*Required work:* All lines of the listing below must be reproduced character for character.

*Provided entries:*
━━━━━━━━━━━━━━━━━━━━━━━━━━━━━━

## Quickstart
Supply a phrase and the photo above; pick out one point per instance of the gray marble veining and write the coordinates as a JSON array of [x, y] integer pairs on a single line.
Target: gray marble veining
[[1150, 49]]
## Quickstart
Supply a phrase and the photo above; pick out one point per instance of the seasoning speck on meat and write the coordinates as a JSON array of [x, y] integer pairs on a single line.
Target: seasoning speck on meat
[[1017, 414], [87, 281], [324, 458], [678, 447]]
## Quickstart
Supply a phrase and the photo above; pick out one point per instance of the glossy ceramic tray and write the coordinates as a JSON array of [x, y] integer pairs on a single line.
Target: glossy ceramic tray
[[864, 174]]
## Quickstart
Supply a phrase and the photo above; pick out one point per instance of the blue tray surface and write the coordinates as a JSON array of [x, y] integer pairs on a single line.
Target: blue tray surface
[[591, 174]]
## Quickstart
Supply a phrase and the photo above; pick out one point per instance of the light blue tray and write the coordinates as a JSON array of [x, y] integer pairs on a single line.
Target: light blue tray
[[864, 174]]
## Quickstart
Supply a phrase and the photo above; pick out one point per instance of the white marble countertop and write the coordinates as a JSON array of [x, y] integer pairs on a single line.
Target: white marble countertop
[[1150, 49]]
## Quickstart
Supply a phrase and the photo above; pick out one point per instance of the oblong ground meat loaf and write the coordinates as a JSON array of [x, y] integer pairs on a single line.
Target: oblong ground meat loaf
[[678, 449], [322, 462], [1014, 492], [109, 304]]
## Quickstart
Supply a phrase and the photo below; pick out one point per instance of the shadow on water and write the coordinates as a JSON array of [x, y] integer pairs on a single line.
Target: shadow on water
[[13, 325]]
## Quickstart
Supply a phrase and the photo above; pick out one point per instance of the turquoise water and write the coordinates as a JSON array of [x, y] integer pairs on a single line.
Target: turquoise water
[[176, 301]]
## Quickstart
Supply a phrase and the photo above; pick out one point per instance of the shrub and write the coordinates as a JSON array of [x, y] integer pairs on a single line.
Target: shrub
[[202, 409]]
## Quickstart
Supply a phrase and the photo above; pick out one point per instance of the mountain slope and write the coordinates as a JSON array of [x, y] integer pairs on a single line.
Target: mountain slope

━━━━━━━━━━━━━━━━━━━━━━━━━━━━━━

*Exercise output:*
## Quickstart
Supply a phrase and the photo above; pick out one point per instance of the gray marble veining and write the coordinates as a JSON array of [x, y] integer pairs on a single line.
Target: gray marble veining
[[1150, 49]]
## Quickstart
Supply a phrase and the photo above; pick out one point per instance of the seasoning speck on meat and write the coordinates as a JSON array of [x, y] integer pairs on a single line.
Target: seasoning speck on meat
[[1017, 414], [87, 281], [324, 458], [678, 447]]
## Quickstart
Supply a phrase and the photo above; pick out one point per instance of the glossy ceramic tray and write the coordinates as a JSON array of [x, y] integer pairs on a single line.
Target: glossy ceramic tray
[[864, 174]]
## Quickstart
Supply a phrase and the photo above; pick out one point per instance of the blue tray surface and write the coordinates as a JSON array of [x, y] integer pairs on a single line.
Target: blue tray surface
[[591, 174]]
## Quickstart
Supply a phrase and the photo above; pick out one point per instance of the light blue tray and write the coordinates as a JSON array of [x, y] integer pairs on a single line.
Target: light blue tray
[[864, 174]]
## Quickstart
Supply a phrase and the photo above; pick out one point per instance of the white marble countertop and write the coordinates as a JSON array of [x, y] integer pairs on a single line.
Target: white marble countertop
[[1150, 49]]
## Quickstart
Supply a phrase and the photo above; pick out one point per instance of the oblong ground meat loaf and write the coordinates as a JSON array of [x, y] integer pairs on a single line.
Target: oblong ground meat loaf
[[678, 449], [322, 462], [1014, 492], [109, 304]]
## Quickstart
Supply a phrase and the photo below; pick out one point per instance of the shadow on water and write the coordinates as a JSON array of [x, y] integer pairs on a single line.
Target: shadow on water
[[13, 325]]
## Quickstart
Supply a phrase and the photo above; pick out one point per instance of the turquoise water and write the coordinates as a JSON array of [x, y] integer pairs on a single line.
Target: turquoise water
[[176, 301]]
## Quickstart
Supply a phrase and the photo above; pick out one point per instance of the shrub and write the coordinates as a JSON array of [x, y] integer pairs on a single line.
Target: shrub
[[202, 409]]
## Quickstart
Supply a phrase and the photo above; pick out one point per instance of the mountain slope and write the coordinates as a JSON array of [x, y] integer pairs on a single line.
Target: mountain slope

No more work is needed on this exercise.